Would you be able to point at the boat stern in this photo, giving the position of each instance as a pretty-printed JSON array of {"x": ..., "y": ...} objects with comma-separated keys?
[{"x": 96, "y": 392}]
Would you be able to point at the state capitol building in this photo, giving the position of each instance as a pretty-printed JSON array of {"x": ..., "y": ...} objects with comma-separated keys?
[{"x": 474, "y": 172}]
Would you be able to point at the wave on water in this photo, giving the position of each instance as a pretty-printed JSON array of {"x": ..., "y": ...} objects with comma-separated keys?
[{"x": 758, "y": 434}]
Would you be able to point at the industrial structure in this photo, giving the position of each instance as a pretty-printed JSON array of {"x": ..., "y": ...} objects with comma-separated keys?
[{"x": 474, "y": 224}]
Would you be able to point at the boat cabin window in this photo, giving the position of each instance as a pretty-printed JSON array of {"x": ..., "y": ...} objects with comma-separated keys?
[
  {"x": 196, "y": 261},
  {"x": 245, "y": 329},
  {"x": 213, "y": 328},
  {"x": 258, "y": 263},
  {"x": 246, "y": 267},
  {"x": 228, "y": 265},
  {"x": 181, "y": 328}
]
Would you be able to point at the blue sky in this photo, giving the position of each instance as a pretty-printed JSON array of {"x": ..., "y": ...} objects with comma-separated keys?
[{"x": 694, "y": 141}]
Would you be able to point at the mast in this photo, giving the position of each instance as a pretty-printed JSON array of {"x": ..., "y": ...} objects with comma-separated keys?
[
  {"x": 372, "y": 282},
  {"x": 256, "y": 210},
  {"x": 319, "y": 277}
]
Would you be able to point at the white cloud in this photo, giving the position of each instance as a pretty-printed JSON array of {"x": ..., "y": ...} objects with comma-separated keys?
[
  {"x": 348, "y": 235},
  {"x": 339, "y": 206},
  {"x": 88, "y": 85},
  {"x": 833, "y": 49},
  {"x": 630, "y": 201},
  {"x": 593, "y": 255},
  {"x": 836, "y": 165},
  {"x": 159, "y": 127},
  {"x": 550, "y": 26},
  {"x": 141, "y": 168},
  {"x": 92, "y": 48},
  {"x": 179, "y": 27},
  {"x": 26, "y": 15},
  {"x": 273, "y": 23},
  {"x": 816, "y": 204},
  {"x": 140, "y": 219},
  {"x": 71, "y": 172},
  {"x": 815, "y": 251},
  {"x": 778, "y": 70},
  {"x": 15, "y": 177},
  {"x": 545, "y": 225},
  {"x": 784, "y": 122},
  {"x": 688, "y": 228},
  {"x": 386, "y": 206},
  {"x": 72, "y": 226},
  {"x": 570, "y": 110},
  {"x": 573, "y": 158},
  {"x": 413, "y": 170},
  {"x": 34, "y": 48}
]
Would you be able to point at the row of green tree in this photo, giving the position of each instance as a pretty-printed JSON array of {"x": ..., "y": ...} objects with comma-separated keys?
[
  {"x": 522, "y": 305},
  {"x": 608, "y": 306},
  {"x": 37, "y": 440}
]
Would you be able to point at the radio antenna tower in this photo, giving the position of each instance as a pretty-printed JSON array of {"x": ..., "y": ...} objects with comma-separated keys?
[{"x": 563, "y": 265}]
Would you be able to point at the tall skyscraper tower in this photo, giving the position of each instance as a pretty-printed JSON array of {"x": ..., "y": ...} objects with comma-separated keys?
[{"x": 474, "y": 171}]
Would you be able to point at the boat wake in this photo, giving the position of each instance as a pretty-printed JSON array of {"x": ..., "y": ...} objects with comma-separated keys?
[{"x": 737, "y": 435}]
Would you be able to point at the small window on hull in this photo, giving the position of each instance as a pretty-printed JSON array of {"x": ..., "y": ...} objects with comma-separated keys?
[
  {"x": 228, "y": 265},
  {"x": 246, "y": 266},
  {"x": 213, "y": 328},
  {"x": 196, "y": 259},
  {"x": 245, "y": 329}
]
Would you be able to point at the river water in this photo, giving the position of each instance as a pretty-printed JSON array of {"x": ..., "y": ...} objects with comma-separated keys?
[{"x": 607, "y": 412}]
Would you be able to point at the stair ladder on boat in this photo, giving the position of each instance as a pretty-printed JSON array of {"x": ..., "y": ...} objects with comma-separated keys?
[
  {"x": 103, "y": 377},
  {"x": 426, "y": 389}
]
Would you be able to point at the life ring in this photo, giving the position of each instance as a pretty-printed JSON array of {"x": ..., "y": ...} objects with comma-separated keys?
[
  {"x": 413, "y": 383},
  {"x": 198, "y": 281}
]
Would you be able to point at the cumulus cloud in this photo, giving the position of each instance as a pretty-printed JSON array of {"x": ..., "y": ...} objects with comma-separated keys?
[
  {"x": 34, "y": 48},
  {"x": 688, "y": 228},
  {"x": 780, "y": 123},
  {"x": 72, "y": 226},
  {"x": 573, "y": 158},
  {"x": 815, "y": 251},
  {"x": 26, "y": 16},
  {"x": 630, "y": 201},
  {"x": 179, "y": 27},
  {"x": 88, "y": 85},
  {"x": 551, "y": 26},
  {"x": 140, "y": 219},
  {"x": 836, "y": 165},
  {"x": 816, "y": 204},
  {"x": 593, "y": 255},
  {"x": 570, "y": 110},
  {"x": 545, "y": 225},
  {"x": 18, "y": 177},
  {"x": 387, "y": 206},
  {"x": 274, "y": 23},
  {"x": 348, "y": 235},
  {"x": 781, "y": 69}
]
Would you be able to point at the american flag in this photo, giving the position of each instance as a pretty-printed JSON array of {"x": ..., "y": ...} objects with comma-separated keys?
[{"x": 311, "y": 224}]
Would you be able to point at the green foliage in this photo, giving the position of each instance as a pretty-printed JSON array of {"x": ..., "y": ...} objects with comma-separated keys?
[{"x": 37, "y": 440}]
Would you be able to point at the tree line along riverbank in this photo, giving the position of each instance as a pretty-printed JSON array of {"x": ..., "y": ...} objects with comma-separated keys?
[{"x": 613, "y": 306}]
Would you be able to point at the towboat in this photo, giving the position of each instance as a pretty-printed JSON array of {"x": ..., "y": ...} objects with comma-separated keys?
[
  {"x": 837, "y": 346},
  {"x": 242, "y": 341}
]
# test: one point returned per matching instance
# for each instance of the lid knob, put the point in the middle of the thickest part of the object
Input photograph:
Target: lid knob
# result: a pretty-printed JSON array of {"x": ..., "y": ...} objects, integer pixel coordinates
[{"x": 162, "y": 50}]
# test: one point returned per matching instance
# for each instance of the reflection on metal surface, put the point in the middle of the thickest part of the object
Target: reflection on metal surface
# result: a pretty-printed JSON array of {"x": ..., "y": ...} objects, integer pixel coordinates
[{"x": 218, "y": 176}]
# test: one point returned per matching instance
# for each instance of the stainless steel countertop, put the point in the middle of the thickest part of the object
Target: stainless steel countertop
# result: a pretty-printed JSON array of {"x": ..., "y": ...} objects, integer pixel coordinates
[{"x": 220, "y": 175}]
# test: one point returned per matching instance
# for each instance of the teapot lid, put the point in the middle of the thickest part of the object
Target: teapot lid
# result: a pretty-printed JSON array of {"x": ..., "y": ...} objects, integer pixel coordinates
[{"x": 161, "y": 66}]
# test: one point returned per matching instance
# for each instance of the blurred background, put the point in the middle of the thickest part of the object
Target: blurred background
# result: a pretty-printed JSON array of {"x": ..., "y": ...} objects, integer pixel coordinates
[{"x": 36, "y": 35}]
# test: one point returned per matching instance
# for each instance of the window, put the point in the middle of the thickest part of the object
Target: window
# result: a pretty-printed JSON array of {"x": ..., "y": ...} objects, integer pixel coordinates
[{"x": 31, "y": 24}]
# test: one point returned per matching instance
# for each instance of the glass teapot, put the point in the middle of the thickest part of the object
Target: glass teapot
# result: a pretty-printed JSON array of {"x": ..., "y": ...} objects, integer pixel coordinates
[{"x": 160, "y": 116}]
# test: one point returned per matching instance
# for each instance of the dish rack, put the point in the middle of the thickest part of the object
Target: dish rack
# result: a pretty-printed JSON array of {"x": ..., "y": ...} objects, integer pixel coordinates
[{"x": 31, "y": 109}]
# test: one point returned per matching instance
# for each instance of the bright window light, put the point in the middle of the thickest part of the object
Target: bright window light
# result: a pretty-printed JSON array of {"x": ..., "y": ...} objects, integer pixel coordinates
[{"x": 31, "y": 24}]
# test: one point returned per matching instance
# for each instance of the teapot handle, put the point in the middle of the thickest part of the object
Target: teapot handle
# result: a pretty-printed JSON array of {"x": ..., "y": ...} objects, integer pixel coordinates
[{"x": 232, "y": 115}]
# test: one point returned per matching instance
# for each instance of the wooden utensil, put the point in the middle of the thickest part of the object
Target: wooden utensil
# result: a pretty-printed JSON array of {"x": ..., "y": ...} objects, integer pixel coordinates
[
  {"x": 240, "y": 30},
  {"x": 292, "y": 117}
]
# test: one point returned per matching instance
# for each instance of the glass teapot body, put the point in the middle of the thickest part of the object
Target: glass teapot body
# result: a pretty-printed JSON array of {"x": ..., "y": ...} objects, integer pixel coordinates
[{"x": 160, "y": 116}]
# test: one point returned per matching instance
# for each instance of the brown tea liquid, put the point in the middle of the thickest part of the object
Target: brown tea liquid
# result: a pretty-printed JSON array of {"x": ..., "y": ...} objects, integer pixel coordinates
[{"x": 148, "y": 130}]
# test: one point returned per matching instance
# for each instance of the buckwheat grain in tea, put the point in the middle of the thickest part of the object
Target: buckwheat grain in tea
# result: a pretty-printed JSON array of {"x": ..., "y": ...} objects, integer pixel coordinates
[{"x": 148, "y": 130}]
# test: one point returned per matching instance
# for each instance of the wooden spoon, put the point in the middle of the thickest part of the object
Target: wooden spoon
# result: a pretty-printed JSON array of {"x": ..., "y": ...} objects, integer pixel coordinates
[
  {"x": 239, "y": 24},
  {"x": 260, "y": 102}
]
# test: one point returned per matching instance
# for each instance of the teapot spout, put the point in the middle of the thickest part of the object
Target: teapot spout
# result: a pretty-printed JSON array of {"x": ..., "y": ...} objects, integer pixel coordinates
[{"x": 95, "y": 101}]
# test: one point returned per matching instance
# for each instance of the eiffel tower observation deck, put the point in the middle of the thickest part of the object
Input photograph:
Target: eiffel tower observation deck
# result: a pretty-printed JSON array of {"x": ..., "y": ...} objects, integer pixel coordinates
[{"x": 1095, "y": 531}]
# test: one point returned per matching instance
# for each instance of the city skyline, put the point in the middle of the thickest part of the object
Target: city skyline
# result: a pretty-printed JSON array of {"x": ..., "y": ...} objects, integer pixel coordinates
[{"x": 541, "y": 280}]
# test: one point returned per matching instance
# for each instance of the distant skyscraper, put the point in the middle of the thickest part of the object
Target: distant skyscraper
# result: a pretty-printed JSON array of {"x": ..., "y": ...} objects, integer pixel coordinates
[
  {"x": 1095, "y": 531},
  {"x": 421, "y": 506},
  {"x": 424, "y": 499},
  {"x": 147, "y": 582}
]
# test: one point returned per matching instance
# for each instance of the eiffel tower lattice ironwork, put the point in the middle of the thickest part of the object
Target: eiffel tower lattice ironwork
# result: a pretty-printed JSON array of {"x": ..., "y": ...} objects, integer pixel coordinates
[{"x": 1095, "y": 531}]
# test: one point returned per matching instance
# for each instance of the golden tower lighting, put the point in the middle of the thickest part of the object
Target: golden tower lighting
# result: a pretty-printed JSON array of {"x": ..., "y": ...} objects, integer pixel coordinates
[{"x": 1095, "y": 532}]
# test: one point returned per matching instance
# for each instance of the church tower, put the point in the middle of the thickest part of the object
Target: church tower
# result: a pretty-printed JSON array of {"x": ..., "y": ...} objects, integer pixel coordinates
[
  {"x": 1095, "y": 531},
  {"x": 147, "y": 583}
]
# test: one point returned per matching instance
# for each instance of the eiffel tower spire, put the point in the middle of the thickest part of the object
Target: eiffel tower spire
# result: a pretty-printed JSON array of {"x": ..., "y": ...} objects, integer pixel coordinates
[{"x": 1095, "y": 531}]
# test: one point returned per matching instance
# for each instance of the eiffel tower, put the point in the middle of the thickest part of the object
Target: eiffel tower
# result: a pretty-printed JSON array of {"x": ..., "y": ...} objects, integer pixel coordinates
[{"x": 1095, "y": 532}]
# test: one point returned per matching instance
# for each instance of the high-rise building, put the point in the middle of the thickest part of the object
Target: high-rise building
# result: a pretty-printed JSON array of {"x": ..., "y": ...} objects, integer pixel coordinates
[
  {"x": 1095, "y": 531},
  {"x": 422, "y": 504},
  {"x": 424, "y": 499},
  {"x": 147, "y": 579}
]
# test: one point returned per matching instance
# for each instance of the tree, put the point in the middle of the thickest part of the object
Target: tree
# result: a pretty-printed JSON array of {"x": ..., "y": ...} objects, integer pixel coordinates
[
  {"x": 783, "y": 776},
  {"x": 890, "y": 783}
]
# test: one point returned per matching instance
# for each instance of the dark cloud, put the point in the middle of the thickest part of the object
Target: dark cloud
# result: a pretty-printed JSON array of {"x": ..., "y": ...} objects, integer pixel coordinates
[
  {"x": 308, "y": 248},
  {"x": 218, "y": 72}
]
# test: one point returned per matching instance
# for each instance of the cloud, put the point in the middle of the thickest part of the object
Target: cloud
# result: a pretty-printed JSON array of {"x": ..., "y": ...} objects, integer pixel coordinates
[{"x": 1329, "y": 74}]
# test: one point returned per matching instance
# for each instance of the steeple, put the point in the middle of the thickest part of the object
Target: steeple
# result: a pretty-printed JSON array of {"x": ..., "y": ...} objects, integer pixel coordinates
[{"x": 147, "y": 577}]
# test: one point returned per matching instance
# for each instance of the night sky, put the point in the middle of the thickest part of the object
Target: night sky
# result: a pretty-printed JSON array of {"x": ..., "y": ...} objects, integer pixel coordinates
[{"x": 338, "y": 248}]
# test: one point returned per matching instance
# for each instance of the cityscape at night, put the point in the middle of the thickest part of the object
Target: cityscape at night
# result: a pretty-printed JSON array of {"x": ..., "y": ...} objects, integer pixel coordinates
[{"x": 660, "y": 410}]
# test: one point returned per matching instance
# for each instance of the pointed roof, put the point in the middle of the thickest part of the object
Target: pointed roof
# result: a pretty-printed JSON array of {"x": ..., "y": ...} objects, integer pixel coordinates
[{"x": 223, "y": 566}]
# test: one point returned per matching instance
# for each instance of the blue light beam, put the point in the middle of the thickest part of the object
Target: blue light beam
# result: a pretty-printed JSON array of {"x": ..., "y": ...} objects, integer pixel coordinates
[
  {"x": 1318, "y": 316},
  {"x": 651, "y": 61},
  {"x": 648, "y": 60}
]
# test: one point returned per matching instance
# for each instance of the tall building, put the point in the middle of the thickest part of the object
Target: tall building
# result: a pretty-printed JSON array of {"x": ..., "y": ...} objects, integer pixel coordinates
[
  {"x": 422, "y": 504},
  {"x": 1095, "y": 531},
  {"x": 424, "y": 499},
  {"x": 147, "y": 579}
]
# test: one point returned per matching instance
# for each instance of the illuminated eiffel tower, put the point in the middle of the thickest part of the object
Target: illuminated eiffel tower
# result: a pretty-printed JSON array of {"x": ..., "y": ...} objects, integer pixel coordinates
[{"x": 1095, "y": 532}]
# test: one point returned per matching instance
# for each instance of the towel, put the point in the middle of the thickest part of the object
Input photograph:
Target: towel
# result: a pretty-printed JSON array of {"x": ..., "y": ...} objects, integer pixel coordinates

————————

GOAL OF THE EXERCISE:
Pull out every line of the records above that contains the word "stainless", and match its case exactly.

WORKED SOLUTION:
# for each instance of the stainless steel countertop, put the point in the middle of the thickest part of the object
Target: stainless steel countertop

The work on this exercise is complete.